▶ QUOTED TEXT

══════

A lot of hip-hop associated with gangsta rap or conscious rap uses sociopolitical commentary, such as N.W.A's protest song "Fuck Tha Police" or Chamillionaire and Krayzie Bone's "Ridin", typically against black racial profiling and police brutality and music from gangsta rap artist 2Pac also speak of the poverty in inner cities and racism in the United States and 1991 2Pac song Trapped discusses an incident in which 2Pac was assaulted by a police officer and talks about police brutality in the United States. In a 1988 interview about societal perspective, rapper 2Pac said “More kids are being handed crack than being handed diplomas.” and "Society is like that. They’ll let you go as far as you want, but as soon as you start asking too many questions and you’re ready to change, boom, that block will come". In the interview, he also states his opinions on government action, requesting school classes on drugs, “real” sex education, scams, religious cults, police brutality, apartheid, American racism, poverty, and food insecurity. Other subjects such as foreign languages, are written off by 2Pac, saying that he doesn't need to learn German, he says he can hardly pay his rent, let alone book a flight to Germany.
== Monologists ==

An early radio monologist was the American Will Rogers, with sharp and good-humored observations upon society during the 1920s and 1930s. Current American monologists include:

- Jay Leno
- Garrison Keillor
- Jon Stewart
- Stephen Colbert
- Craig Ferguson
- David Letterman
- Conan O'Brien
- Bill Maher
- Jimmy Fallon
- Lawrence O'Donnell

== Discussion shows ==

There are a number of discussion shows that do not have a call in segments, but which sometimes have discussions (beyond mere interviews) with personages of current interest. In the United States of America, some such shows include:
- Jay Leno
- David Letterman
- Oprah Winfrey
- Steve Harvey

== Talk shows (call-in) ==
In the late 20th century through the present, radio and television phone-in shows allow limited discussion and sometimes debate on such issues, although if involving politics or issues exploited for political purposes the discussion is often directed by the "moderator" toward a specific point of view, typically by terminating non-conforming phone calls.

In more balanced forums it is common that a panel of well-known social commentators or experts on aspects of a topic will respond to comments from listeners after an introductory interactive discussion directed by the moderator, with only the obstreperous or extreme caller summarily terminated.

══════

▶ EXCERPTED RECORDS
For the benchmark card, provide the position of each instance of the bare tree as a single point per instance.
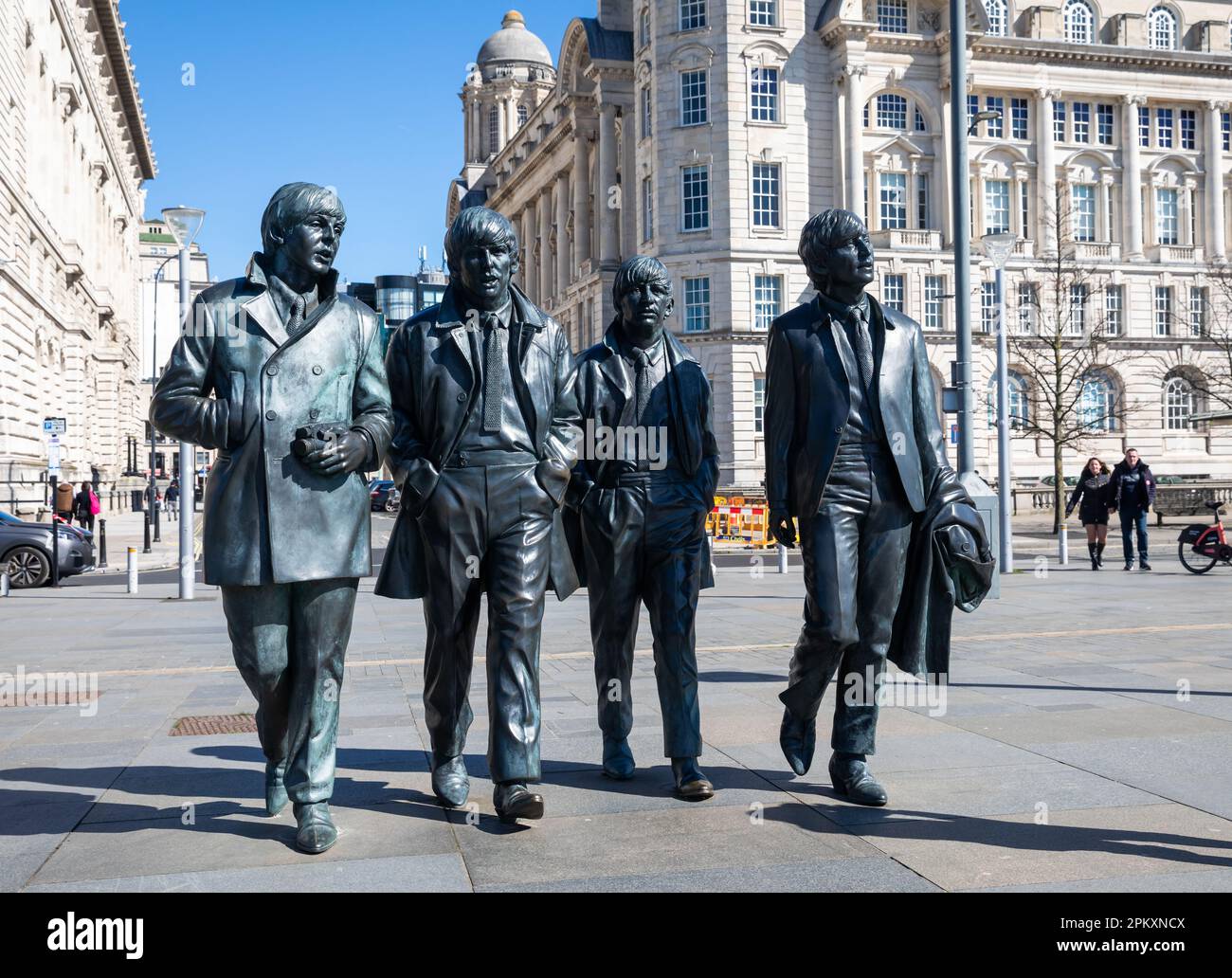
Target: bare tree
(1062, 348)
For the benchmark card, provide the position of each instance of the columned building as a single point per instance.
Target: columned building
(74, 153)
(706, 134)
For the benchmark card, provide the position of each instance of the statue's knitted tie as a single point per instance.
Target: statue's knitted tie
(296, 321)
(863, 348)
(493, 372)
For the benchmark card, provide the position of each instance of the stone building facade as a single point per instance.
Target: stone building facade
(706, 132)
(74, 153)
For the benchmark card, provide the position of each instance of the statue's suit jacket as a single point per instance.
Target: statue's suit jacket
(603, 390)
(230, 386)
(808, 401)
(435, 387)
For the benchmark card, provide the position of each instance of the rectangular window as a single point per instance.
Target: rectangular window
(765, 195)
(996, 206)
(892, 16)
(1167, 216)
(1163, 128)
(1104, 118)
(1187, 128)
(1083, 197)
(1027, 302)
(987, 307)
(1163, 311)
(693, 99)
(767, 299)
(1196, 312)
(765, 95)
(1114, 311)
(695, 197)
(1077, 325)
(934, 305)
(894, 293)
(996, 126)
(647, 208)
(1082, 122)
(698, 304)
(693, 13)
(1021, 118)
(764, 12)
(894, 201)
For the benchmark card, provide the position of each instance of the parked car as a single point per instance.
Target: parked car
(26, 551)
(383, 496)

══════

▶ TASK DIRECTIONS
Continue the text on social commentary in music and broadcasting, picking up after its final sentence.

▶ TASK ANSWER
=== Newspapers and comic books ===
What is probably the most common social commentary is that of the editorial section of newspapers, where columnists give their opinion on current affairs. The letters section of papers allows a similar platform for members of the public. Editorial cartoons, such as those in The New Yorker, perform a social commentary, often with a humorous slant.

The conventional comic section is more limited, but sometimes with social commentary, often subtle and oblique, or more bold, abrasive, and consistently pointed as in, Li'l Abner, Pogo, Doonesbury, Bloom County, and Boondocks or in pulp comics such as Howard the Duck. Many other even more explicitly provocative comics (usually with a far left of center point of view) appear in various free weekly newspapers such as the San Francisco Bay Guardian and the East Bay Express (in the San Francisco Bay Area) and the Village Voice (in New York City), and similarly in many other locals, often those with a strong university or college presence.

=== The Internet ===
The web performs a similar function to the letters section described above. It is ripe with social commentary because it allows the dissemination of ideas by anyone with a computer to a potentially enormous audience, as well as instant comment and discussion. Its international scope is particularly attractive, with language the only major barrier to communication. Discussion and debate occurs in many forums and chat rooms.

== Famous social commentators ==

- Alison Bechdel
- Adam Smith
- Bill Hicks
- Mike Davis
- Bob Dylan
- Brian Merriman
- Miguel de Cervantes
- Charlie Chaplin
- Confucius
- Charles Dickens
- Frank Zappa
- Geoffrey Chaucer
- George Carlin
- George Orwell
- Jean-Luc Godard
- John Lennon
- John Locke
- JK Rowling
- Karl Marx
- Rex Murphy
- Lenny Bruce
- Lewis Black
- Mark Twain
- Martin Luther
- Martin Luther King Jr.
- Michael Moore
- Oscar Wilde
- Plato
- Camille Paglia
- Fran Lebowitz
- Ann Coulter
- Christopher Hitchens
- Roger Waters
- Rush Limbaugh
- Socrates
- Thomas More
- Virginia Woolf
- Voltaire
- Will Rogers
- Banksy
- Ayn Rand

== See also ==
- Satire
- Social criticism

== Sources ==
- Wilson, Derek (2007). "Out of the Storm: The Life and Legacy of Martin Luther"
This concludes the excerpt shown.